*TASK INSTRUCTIONS:*
Word for word, return the lines below from the first through the line that has "[ insect's black head ]", dropping the pictures.

=== Begin Enclosure ===

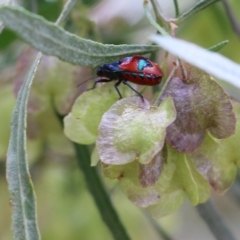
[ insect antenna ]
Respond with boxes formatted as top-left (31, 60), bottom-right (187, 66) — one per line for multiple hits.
top-left (76, 75), bottom-right (96, 87)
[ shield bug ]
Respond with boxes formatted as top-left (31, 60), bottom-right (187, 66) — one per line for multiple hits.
top-left (95, 56), bottom-right (164, 99)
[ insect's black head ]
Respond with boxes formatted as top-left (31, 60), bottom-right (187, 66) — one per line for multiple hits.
top-left (97, 66), bottom-right (104, 76)
top-left (97, 61), bottom-right (122, 77)
top-left (97, 64), bottom-right (113, 76)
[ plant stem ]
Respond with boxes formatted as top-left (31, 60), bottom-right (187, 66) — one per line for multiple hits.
top-left (196, 200), bottom-right (236, 240)
top-left (145, 212), bottom-right (172, 240)
top-left (173, 0), bottom-right (180, 17)
top-left (144, 0), bottom-right (169, 36)
top-left (53, 106), bottom-right (130, 240)
top-left (228, 171), bottom-right (240, 207)
top-left (55, 0), bottom-right (77, 24)
top-left (178, 58), bottom-right (187, 80)
top-left (221, 0), bottom-right (240, 38)
top-left (73, 143), bottom-right (131, 240)
top-left (153, 62), bottom-right (178, 106)
top-left (149, 0), bottom-right (164, 26)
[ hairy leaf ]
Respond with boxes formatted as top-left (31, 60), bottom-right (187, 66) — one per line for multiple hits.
top-left (0, 6), bottom-right (160, 67)
top-left (6, 55), bottom-right (41, 240)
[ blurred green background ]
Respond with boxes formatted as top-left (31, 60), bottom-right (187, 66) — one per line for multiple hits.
top-left (1, 0), bottom-right (240, 239)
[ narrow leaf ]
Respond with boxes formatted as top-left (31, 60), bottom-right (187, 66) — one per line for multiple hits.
top-left (151, 35), bottom-right (240, 89)
top-left (0, 19), bottom-right (3, 33)
top-left (208, 40), bottom-right (229, 52)
top-left (5, 1), bottom-right (77, 239)
top-left (0, 6), bottom-right (160, 67)
top-left (177, 0), bottom-right (220, 23)
top-left (0, 0), bottom-right (14, 33)
top-left (6, 54), bottom-right (42, 240)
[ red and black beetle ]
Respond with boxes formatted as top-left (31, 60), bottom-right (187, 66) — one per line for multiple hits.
top-left (95, 56), bottom-right (164, 99)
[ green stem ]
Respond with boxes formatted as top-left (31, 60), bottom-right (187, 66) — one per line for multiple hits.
top-left (221, 0), bottom-right (240, 38)
top-left (173, 0), bottom-right (180, 17)
top-left (196, 200), bottom-right (236, 240)
top-left (73, 143), bottom-right (131, 240)
top-left (145, 213), bottom-right (172, 240)
top-left (153, 62), bottom-right (178, 106)
top-left (229, 171), bottom-right (240, 206)
top-left (178, 58), bottom-right (187, 80)
top-left (55, 0), bottom-right (77, 24)
top-left (53, 102), bottom-right (130, 240)
top-left (146, 0), bottom-right (169, 36)
top-left (149, 0), bottom-right (164, 27)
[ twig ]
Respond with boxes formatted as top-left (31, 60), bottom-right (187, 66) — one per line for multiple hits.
top-left (73, 144), bottom-right (131, 240)
top-left (221, 0), bottom-right (240, 38)
top-left (145, 212), bottom-right (172, 240)
top-left (196, 200), bottom-right (236, 240)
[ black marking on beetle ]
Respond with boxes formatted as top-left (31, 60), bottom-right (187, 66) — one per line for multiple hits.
top-left (131, 73), bottom-right (137, 78)
top-left (147, 75), bottom-right (152, 80)
top-left (139, 73), bottom-right (144, 79)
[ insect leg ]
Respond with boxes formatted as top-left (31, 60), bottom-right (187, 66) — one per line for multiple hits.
top-left (90, 78), bottom-right (113, 90)
top-left (122, 81), bottom-right (144, 101)
top-left (114, 79), bottom-right (123, 99)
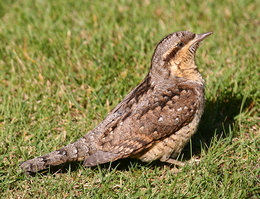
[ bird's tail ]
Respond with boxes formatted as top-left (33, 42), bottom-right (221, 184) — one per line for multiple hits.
top-left (20, 137), bottom-right (91, 174)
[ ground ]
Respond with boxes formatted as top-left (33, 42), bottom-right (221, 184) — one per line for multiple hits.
top-left (0, 0), bottom-right (259, 198)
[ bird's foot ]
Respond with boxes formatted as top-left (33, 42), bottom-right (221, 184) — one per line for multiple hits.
top-left (163, 158), bottom-right (185, 167)
top-left (162, 156), bottom-right (201, 167)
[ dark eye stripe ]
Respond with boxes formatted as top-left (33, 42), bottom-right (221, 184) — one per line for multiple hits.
top-left (163, 46), bottom-right (182, 62)
top-left (164, 32), bottom-right (196, 62)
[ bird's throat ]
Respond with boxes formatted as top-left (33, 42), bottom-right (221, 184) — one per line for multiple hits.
top-left (169, 61), bottom-right (204, 82)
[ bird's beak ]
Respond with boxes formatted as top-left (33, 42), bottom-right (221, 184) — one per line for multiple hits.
top-left (194, 32), bottom-right (213, 43)
top-left (187, 32), bottom-right (213, 54)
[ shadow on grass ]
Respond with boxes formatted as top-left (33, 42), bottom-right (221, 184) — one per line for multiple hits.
top-left (181, 91), bottom-right (252, 160)
top-left (28, 91), bottom-right (253, 176)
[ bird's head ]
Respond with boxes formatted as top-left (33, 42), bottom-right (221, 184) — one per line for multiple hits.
top-left (150, 31), bottom-right (212, 81)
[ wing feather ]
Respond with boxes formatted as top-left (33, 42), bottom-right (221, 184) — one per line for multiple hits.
top-left (83, 77), bottom-right (202, 166)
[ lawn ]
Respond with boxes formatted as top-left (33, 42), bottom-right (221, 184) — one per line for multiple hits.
top-left (0, 0), bottom-right (259, 198)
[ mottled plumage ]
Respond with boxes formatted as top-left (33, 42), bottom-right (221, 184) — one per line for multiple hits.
top-left (20, 31), bottom-right (212, 174)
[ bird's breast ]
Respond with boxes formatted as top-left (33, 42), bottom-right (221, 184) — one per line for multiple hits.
top-left (131, 84), bottom-right (205, 162)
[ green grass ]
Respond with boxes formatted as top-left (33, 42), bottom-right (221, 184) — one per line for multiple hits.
top-left (0, 0), bottom-right (259, 198)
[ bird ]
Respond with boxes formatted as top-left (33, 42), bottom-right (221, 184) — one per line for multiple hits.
top-left (20, 30), bottom-right (212, 174)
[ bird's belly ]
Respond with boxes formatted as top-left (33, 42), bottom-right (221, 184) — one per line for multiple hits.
top-left (133, 110), bottom-right (202, 162)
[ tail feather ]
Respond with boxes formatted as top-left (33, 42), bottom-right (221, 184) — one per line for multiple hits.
top-left (20, 137), bottom-right (91, 174)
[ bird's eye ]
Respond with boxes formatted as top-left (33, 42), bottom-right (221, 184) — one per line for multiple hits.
top-left (178, 42), bottom-right (183, 47)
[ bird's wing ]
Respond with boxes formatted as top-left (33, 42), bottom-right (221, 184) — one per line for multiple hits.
top-left (84, 77), bottom-right (201, 166)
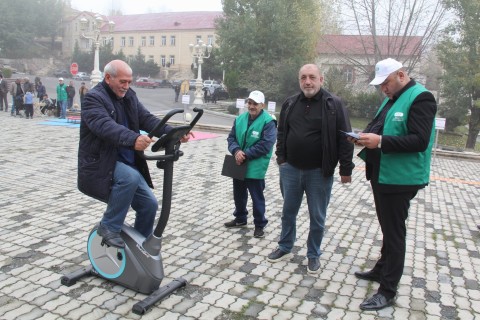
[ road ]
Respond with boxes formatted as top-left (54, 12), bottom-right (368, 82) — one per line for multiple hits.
top-left (36, 76), bottom-right (235, 127)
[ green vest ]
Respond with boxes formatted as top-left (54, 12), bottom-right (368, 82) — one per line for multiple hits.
top-left (235, 111), bottom-right (274, 179)
top-left (375, 83), bottom-right (435, 185)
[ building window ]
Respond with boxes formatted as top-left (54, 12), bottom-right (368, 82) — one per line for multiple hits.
top-left (161, 55), bottom-right (166, 67)
top-left (169, 55), bottom-right (175, 66)
top-left (161, 36), bottom-right (167, 46)
top-left (149, 36), bottom-right (155, 46)
top-left (129, 37), bottom-right (134, 47)
top-left (196, 36), bottom-right (201, 43)
top-left (148, 55), bottom-right (154, 61)
top-left (141, 36), bottom-right (146, 47)
top-left (344, 67), bottom-right (354, 83)
top-left (207, 35), bottom-right (214, 45)
top-left (127, 55), bottom-right (134, 63)
top-left (103, 37), bottom-right (112, 46)
top-left (170, 35), bottom-right (176, 46)
top-left (120, 37), bottom-right (126, 47)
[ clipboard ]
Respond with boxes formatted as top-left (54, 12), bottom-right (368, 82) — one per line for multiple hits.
top-left (221, 155), bottom-right (247, 180)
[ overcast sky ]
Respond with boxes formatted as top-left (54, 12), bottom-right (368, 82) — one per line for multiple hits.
top-left (70, 0), bottom-right (223, 15)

=== End Enclosure ===

*OUTPUT OF THE EXERCISE:*
[ insect antenna ]
Respond with boxes formatted as top-left (31, 60), bottom-right (187, 66) — one per line for multiple hits.
top-left (76, 75), bottom-right (96, 87)
[ shield bug ]
Respond with boxes formatted as top-left (31, 60), bottom-right (187, 66) — one per line for multiple hits.
top-left (95, 56), bottom-right (164, 99)
[ insect's black head ]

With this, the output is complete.